--- Start Passage given ---

Most adult Americans do not report a preference for sharing their home with their parents or adult children, even if there is an economic need (Seltzer, Bianchi, and Lau, 2012). Yet about 16.5% of households in 2000 and 17.7% in 2010 consisted of at least two generations of adults sharing a residence (Payne, 2012). There has been attention to the young adults who return home (boomerang children) (Newman, 2012). About half of young adults (18–24) lived with their parents in 2010 (53%) and in 2000 (52%) (US Census Bureau, 2012). A modest increase occurred among 25–34-year-olds from about 10% in 2000 to 14% in 2011 (Furstenberg, 2011; Jacobsen and Mather, 2011; Qian, 2012). The delay in marriage has provided more opportunities for returning home because unmarried young adults live with their parents more often than married young adults (Qian, 2012). The change in multigenerational living has not shifted much among older Americans in the last decade with nearly one-fifth living in multigeneration households. There may be growing parallels between American and European young adults who experience delays in independent living.
A group of Americans that has not received much attention is those who live alone. In 2000, 13% of adults lived alone, and today, about 14.3% live alone, which represents a historic high point since 1950 (Pew Research Center, 2010b). In terms of households, the levels have remained quite stagnant with about 25.8% of households in 2000 and 27.4% in 2010 composed of singles living alone (Lofquist et al., 2012). Klinenberg (2012) reports that Americans prefer to live alone but still value their social relationships and are not socially isolated. Among older Americans, there is remarkable stability in the proportion who live alone: 28.1% lived alone in 2000 and 27.4% did so in 2008 (Pew Research Center, 2010a). Further, much higher proportions of older women live alone (34%) than men (18%). As solo living increases, it may be more important to consider relationships that exist across household boundaries. For instance, the growing popularity of LAT relationships corresponds with the worldwide increase in solo living. At the same time, it is important to uncover the extent to which those living alone have access to social support, particularly with the aging of the population (Lin and Brown, 2012).

--- End Passage given ---

* _Written instruction 1_
Answer these questions from the passage on household living arrangements:
(a) What share of young adults aged 18–24 lived with their parents in 2010?
(b) What percentages of older women and older men live alone?
(c) What share of households in 2010 was made up of singles living alone?
* _Written instruction 2_
Carry on the passage on household living arrangements from its final sentence.
The rows have nothing to do with the passage on household living arrangements.

--- Start Recorded data ---

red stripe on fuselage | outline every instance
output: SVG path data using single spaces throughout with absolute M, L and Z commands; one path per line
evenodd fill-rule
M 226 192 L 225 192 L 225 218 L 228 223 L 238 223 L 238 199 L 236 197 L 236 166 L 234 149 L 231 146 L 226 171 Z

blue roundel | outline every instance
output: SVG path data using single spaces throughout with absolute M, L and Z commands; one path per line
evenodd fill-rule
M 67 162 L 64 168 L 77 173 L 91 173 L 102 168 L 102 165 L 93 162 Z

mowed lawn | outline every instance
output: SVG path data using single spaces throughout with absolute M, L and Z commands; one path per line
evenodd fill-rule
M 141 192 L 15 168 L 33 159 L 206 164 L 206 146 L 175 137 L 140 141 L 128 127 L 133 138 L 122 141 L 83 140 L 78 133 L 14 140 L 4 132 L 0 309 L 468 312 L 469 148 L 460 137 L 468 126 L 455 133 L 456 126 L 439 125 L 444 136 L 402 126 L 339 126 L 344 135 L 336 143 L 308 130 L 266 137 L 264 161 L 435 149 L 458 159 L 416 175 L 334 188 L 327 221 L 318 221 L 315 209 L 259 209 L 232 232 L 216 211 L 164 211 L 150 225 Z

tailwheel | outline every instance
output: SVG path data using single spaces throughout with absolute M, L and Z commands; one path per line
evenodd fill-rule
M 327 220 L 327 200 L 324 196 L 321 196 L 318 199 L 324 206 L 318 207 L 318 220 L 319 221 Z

--- End Recorded data ---
--- Start Recorded data ---

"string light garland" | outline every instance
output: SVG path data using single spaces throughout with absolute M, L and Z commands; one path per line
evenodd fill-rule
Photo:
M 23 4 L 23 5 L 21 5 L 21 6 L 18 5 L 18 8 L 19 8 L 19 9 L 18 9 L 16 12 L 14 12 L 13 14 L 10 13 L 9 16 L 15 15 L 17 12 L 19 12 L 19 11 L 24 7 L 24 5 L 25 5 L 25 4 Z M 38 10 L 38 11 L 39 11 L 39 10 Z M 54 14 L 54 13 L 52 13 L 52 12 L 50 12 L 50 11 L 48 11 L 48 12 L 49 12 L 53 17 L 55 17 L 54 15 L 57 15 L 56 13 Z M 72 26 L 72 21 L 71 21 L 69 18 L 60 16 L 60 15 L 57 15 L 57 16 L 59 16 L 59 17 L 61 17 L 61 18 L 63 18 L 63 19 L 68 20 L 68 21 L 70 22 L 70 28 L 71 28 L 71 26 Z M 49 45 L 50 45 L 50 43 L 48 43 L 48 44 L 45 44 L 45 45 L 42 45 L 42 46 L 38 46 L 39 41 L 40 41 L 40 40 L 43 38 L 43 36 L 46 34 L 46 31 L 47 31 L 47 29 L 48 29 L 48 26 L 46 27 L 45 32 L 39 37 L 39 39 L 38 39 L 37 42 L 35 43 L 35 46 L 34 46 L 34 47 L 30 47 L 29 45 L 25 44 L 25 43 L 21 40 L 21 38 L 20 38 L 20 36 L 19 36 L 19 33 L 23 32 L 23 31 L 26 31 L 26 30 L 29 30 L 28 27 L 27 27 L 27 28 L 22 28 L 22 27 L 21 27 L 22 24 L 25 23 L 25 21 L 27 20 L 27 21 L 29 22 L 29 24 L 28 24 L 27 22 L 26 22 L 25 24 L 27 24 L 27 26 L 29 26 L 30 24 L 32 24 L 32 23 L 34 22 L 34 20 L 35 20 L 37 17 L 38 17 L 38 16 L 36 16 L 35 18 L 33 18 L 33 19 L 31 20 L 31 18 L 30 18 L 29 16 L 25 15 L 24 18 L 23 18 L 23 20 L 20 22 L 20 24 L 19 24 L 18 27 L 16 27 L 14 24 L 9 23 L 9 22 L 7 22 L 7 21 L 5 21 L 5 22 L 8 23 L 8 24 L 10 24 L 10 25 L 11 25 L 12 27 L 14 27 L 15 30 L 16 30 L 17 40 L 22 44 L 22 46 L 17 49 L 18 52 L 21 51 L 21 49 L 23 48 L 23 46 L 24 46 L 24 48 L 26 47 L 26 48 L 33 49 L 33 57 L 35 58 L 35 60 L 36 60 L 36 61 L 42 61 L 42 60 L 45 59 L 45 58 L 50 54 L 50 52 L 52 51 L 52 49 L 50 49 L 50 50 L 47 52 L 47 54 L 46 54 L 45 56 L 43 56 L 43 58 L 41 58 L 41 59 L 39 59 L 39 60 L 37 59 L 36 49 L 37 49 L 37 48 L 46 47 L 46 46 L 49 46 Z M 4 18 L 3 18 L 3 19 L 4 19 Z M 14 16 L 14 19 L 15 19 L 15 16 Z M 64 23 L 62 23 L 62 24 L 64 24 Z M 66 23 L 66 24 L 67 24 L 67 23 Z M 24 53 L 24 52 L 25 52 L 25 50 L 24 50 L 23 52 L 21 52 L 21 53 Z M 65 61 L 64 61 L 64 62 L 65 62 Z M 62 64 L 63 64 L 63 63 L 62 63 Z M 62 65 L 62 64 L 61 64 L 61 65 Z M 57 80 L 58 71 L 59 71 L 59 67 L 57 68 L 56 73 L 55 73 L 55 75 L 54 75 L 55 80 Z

--- End Recorded data ---

* _Exercise answer 1_
(a) 53%
(b) 34% of older women and 18% of older men
(c) 27.4%

* _Exercise answer 2_
Our assessments of family change are often centered on the living arrangements of children because the family is the primary socializing unit and source of economic and emotional support for children. The initial living arrangements are measured at birth. In the last decade, the proportion of children born to unmarried mothers has increased from 33.2% in 2000 to 40.8% in 2010 (Martin et al., 2011). The current levels are at a historic peak. The share of births that are nonmarital doubled from 1980 when less than one-fifth (18.4%) of children were born to unmarried mothers (Martin et al., 2011). Driving this increase in nonmarital childbearing has been childbearing to cohabiting mothers. There has been a shift in the occurrence of nonmarital births to cohabiting women; in the late 1990s, about 40% compared with 58% in the early 2000s (Martinez, Daniels, and Chandra, 2012). Basically, there have been small declines in births to single mothers and married mothers with increases in children born to cohabiting mothers (Kennedy and Bumpass, 2011). This trend of most nonmarital births occurring to cohabiting mothers is similar to patterns in Europe.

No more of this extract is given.